Once again, I love how you write.
I do feel as though I am on continuous repeat, SO much of my time has been wasted. So many wasted opportunities have gone by. Letting people know is not by any means my last stop, I want to beat this eventually, or at least, learn to live with it better. At the moment, I can barely leave my house, I am miserable only when I know I am going to have to see other people or leave the safety of my home. I know this isn't something that can go on forever, and I am slowly working up the courage to see a therapist. I do try to stay positive. Thank you .
I don't think I could tell family that. They already know I'm a recluse in my own home, and through others and rumor have found out the doctor diagnosed me with Agoraphobia and APD. They just think I'm lazy and don't have a job. That's all they see. Telling them what they already know won't change anything. And the doctor I'm seeing (or doctors) haven't helped yet. I've been twice, 2 different doctors, and both just asked me what medication I wanted. Meds aren't doing anything for me. When I go back for my third appointment in August I'm going to ask if I can see a therapist. It's hard though because it's hard to speak. When I talk all I hear are the words coming out of my mouth and I can't focus on what I'm saying.
Anyway, glad you're getting positive comments.
The way I see it though, if you care enough about me to care, I'll tell you what's going on. If you don't care then **** you.

Data records:
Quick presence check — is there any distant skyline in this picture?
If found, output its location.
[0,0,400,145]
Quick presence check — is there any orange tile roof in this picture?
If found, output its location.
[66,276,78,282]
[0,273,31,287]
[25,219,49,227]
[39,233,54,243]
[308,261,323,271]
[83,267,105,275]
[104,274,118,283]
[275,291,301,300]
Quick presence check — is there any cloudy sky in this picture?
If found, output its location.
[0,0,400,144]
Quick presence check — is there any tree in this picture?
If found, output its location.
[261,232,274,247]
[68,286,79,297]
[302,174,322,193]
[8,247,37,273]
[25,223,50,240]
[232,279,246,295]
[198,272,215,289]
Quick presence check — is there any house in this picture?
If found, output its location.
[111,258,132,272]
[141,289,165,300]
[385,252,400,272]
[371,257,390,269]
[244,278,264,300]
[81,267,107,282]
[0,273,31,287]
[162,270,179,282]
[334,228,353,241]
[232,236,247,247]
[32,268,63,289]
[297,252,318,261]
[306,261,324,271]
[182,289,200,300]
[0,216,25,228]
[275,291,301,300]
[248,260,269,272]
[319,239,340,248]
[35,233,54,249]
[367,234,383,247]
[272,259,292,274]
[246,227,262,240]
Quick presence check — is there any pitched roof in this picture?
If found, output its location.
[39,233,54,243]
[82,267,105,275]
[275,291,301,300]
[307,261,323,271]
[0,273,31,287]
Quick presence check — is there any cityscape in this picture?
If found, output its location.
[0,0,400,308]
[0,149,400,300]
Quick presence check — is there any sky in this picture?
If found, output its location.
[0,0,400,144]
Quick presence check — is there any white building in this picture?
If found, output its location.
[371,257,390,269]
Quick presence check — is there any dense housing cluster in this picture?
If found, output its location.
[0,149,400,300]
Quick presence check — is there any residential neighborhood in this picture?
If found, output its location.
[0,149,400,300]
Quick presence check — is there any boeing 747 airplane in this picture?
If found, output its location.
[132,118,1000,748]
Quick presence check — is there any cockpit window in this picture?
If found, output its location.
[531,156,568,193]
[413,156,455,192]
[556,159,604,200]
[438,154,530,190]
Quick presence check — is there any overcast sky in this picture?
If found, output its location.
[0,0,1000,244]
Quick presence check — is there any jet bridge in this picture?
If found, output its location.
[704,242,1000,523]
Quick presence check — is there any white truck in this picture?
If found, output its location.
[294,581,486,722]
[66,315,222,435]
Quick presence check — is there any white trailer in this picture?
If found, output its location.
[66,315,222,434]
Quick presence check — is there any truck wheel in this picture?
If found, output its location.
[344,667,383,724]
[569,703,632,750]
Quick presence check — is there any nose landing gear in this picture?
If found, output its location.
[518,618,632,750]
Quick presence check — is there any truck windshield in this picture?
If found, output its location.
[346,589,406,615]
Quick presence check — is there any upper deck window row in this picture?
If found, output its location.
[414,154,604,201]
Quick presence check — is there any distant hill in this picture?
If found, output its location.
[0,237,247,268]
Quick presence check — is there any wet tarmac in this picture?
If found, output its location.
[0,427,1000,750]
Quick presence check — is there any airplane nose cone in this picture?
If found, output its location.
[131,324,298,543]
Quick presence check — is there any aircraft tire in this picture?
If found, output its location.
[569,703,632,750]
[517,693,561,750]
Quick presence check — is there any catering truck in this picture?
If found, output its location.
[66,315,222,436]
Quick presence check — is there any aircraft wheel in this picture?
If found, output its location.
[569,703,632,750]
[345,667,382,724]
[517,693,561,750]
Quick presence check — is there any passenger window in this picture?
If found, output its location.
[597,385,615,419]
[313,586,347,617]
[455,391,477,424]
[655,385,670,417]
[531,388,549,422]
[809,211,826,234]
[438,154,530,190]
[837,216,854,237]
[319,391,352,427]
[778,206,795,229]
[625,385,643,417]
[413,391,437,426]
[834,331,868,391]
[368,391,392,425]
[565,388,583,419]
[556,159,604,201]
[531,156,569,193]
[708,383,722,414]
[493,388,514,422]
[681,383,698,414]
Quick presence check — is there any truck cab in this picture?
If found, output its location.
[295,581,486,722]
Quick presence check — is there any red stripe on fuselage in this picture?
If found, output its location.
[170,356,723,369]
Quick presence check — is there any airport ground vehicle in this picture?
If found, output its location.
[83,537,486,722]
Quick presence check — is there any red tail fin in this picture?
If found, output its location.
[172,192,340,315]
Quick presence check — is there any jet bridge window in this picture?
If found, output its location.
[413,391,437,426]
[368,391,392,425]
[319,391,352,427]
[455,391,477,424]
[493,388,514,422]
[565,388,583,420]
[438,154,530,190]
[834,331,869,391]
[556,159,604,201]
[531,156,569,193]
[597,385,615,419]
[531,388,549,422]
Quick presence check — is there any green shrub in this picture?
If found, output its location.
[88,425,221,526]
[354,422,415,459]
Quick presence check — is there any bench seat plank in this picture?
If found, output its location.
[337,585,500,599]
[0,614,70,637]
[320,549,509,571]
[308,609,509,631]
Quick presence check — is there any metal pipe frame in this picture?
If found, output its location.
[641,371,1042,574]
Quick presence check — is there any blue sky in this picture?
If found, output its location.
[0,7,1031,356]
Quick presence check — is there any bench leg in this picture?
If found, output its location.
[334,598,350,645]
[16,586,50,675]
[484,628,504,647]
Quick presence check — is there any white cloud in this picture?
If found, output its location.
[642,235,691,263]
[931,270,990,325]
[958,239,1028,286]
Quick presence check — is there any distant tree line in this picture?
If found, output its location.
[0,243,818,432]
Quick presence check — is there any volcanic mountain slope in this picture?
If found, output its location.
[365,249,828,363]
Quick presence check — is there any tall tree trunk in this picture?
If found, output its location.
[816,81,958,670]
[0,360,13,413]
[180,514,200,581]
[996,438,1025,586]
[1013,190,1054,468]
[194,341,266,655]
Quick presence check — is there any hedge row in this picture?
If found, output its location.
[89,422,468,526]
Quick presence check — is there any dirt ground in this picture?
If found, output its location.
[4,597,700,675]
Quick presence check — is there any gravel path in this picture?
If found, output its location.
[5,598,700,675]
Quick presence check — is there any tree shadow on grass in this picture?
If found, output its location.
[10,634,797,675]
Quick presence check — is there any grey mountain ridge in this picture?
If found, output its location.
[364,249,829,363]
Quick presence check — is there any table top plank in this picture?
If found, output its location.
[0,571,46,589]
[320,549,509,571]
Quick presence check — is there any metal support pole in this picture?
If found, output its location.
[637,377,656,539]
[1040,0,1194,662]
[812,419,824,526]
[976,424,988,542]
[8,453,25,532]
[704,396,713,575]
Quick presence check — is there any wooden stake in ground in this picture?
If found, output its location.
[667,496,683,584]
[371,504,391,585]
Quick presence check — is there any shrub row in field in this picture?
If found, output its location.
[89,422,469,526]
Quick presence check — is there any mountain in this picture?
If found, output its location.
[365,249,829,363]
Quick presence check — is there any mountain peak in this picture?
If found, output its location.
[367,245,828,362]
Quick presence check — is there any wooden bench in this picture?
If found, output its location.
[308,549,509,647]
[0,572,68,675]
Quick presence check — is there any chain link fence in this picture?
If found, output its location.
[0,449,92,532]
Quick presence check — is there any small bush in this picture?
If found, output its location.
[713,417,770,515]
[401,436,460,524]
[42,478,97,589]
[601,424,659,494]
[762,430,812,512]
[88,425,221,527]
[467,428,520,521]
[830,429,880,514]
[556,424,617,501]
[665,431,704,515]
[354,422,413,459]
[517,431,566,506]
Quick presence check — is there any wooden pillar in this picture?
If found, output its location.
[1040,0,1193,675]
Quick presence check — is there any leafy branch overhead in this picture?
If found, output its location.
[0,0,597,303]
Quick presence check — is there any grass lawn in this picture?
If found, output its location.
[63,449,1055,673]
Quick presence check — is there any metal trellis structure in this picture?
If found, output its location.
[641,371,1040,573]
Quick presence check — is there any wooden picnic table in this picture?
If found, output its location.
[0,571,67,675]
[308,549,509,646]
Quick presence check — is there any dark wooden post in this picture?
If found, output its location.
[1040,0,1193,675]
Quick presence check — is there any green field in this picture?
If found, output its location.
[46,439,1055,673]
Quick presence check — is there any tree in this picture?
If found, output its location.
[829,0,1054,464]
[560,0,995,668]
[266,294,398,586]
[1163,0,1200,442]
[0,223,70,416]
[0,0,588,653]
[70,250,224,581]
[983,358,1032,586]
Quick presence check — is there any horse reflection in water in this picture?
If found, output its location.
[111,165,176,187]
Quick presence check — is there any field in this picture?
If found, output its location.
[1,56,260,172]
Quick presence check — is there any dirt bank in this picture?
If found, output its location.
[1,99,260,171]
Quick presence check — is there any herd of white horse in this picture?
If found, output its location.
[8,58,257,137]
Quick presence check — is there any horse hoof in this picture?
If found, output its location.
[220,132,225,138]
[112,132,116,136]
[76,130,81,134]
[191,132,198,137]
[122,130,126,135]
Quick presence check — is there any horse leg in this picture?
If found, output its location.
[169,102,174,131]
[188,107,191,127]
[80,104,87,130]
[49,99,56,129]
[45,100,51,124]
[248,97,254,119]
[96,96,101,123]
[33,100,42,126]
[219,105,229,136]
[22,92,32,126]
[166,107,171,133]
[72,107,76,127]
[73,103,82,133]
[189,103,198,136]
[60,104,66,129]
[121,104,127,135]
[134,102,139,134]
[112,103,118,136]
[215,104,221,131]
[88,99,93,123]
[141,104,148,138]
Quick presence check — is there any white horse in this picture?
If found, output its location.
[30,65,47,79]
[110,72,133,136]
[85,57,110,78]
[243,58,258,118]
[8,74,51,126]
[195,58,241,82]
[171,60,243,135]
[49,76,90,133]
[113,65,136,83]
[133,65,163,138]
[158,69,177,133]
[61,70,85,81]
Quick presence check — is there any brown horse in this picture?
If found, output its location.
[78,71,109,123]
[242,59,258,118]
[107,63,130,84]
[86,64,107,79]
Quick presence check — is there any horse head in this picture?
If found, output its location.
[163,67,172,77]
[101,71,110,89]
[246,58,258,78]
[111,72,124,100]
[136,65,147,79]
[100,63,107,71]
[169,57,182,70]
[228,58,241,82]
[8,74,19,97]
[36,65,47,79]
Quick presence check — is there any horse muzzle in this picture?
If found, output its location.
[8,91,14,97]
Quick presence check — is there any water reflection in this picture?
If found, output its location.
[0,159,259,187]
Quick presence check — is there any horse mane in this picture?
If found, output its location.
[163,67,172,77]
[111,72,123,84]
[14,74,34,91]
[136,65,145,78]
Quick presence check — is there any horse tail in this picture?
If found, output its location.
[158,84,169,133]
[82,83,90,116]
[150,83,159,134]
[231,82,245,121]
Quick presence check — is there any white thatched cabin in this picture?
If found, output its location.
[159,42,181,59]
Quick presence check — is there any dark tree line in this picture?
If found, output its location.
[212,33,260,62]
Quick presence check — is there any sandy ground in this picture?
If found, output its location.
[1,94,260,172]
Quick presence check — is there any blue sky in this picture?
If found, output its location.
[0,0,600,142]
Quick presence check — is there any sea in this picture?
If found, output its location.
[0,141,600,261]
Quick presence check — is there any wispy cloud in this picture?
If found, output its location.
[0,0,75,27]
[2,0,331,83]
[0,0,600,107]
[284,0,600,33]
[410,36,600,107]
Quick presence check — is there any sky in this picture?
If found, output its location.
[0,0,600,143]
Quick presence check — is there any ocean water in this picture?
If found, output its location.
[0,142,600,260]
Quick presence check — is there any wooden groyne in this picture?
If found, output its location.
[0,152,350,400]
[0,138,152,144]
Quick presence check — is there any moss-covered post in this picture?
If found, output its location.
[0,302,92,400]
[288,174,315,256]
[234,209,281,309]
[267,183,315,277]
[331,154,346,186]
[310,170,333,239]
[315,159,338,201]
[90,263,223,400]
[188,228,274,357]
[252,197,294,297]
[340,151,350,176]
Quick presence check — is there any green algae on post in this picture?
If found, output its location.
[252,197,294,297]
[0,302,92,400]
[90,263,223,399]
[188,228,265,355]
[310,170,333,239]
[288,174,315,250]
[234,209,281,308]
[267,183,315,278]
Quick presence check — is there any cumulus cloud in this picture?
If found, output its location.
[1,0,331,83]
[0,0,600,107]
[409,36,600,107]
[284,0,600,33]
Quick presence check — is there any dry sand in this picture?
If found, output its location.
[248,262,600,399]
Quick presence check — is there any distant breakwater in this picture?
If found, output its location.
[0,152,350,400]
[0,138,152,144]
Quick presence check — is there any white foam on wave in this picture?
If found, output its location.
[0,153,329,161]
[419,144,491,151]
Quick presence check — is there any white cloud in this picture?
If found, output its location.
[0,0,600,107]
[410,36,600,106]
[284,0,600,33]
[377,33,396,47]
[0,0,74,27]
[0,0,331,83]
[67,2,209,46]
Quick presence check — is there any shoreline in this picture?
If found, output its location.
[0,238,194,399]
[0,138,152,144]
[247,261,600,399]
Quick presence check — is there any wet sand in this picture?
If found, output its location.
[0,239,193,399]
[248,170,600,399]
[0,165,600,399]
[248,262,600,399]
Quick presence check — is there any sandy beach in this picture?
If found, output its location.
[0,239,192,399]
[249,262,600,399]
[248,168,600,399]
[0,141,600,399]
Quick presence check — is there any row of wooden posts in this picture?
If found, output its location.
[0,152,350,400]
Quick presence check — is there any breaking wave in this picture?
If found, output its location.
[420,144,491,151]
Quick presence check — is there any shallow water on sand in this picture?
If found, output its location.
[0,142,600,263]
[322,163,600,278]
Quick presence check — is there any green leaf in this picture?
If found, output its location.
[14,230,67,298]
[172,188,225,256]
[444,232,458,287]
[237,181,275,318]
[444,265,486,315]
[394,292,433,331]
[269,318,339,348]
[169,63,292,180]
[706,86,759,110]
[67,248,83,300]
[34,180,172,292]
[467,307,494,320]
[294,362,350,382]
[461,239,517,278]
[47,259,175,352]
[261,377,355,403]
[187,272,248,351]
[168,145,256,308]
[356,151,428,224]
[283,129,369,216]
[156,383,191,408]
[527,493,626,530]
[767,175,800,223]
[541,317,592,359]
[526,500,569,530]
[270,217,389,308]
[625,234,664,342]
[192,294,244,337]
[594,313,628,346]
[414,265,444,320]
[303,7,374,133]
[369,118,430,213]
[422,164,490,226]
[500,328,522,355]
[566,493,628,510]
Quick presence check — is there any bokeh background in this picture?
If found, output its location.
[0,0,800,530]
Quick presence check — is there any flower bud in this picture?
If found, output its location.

Your objective:
Reproduce the entire account of living with agoraphobia from above, word for word.

Exercise solution:
Once again, I love how you write.
I do feel as though I am on continuous repeat, SO much of my time has been wasted. So many wasted opportunities have gone by. Letting people know is not by any means my last stop, I want to beat this eventually, or at least, learn to live with it better. At the moment, I can barely leave my house, I am miserable only when I know I am going to have to see other people or leave the safety of my home. I know this isn't something that can go on forever, and I am slowly working up the courage to see a therapist. I do try to stay positive. Thank you .
I don't think I could tell family that. They already know I'm a recluse in my own home, and through others and rumor have found out the doctor diagnosed me with Agoraphobia and APD. They just think I'm lazy and don't have a job. That's all they see. Telling them what they already know won't change anything. And the doctor I'm seeing (or doctors) haven't helped yet. I've been twice, 2 different doctors, and both just asked me what medication I wanted. Meds aren't doing anything for me. When I go back for my third appointment in August I'm going to ask if I can see a therapist. It's hard though because it's hard to speak. When I talk all I hear are the words coming out of my mouth and I can't focus on what I'm saying.
Anyway, glad you're getting positive comments.
The way I see it though, if you care enough about me to care, I'll tell you what's going on. If you don't care then **** you.